## Start

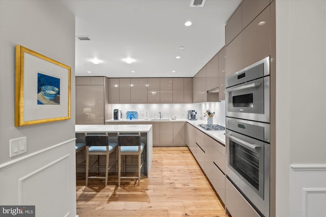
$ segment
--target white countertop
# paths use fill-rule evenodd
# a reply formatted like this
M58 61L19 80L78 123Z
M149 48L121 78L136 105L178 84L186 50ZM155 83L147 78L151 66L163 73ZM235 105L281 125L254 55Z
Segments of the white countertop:
M75 125L75 131L76 133L142 133L149 132L151 128L151 125Z
M207 134L207 135L210 136L213 139L217 140L218 141L221 142L223 145L225 145L225 136L224 135L224 133L225 133L225 131L207 131L204 129L203 128L199 127L198 125L199 124L205 124L207 123L206 120L189 120L188 119L177 119L176 120L173 119L164 119L164 120L160 120L159 119L157 119L155 120L153 119L137 119L133 120L127 120L127 119L121 119L120 120L107 120L105 122L107 123L110 122L146 122L147 123L150 123L151 122L186 122L191 125L193 125L194 127L197 128L198 130L202 131L204 133ZM117 126L117 125L115 125ZM133 126L130 125L130 126ZM137 125L140 126L140 125Z

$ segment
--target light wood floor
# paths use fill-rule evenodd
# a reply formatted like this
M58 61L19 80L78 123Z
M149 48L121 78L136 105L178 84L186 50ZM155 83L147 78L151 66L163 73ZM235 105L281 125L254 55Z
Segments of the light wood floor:
M151 177L109 182L77 176L77 214L85 216L219 216L223 206L187 147L154 147ZM82 176L84 177L82 178Z

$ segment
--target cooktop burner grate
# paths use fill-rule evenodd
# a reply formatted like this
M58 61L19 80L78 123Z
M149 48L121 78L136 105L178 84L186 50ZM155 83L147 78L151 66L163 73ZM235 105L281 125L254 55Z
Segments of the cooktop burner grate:
M225 130L225 128L224 127L219 125L198 125L198 126L204 128L206 130Z

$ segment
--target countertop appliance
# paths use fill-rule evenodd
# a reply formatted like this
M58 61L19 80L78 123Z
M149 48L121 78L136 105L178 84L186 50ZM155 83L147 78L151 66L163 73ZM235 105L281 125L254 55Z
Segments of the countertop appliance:
M197 120L197 112L195 110L188 110L188 119L189 120Z
M225 128L219 125L198 125L199 127L209 131L224 131Z
M119 109L115 109L113 112L113 119L115 120L121 120L122 118L122 112Z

## End

In your copy, leave out the pictures and reproduce the material above exactly.

$ segment
--target white countertop
# paths use fill-rule evenodd
# a reply formatted like this
M58 61L19 80L78 123Z
M149 48L121 78L136 105L178 84L186 50ZM155 83L147 78L151 66L163 73ZM235 105L281 125L254 55Z
Segments of the white countertop:
M75 125L75 131L76 133L142 133L149 132L151 128L151 125Z
M207 134L207 135L210 136L213 139L217 140L218 141L221 142L223 145L225 145L225 136L224 135L224 133L225 133L225 131L207 131L204 129L203 128L199 127L198 125L199 124L205 124L207 123L206 120L189 120L188 119L177 119L176 120L173 119L164 119L164 120L160 120L159 119L157 119L155 120L153 119L137 119L133 120L127 120L127 119L121 119L120 120L107 120L105 122L107 123L110 122L146 122L147 123L150 123L151 122L186 122L191 125L193 125L194 127L197 128L198 130L202 131L204 133ZM117 126L117 125L115 125ZM133 126L130 125L130 126ZM137 125L140 126L140 125Z

$ segment
--target light wood floor
# paths use fill-rule evenodd
# a reply formatted like this
M58 61L19 80L78 123Z
M149 48L121 78L136 105L178 84L186 50ZM155 83L147 78L151 66L163 73ZM235 105L281 125L254 55Z
Segments of the light wood floor:
M151 177L109 182L77 176L77 214L85 216L219 216L223 206L187 147L154 147ZM82 176L84 177L82 178Z

$ segment
--target cooktop burner grate
# paths use fill-rule evenodd
# a reply formatted like this
M58 61L19 80L78 123Z
M149 48L121 78L136 105L178 84L186 50ZM155 83L147 78L151 66L163 73ZM235 105L281 125L254 55Z
Segments of the cooktop burner grate:
M225 130L225 128L224 127L219 125L198 125L198 126L204 128L206 130Z

$ segment
--target countertop appliance
# paths use fill-rule evenodd
# a reply formatted like this
M58 61L19 80L78 123Z
M149 48L121 78L136 105L178 84L186 50ZM155 83L147 78L151 66L163 73ZM235 105L281 125L254 55Z
Segments of the countertop appliance:
M197 120L197 112L195 110L188 110L188 119L189 120Z
M225 128L219 125L198 125L199 127L209 131L224 131Z
M119 109L115 109L113 112L113 119L115 120L121 120L122 118L122 112Z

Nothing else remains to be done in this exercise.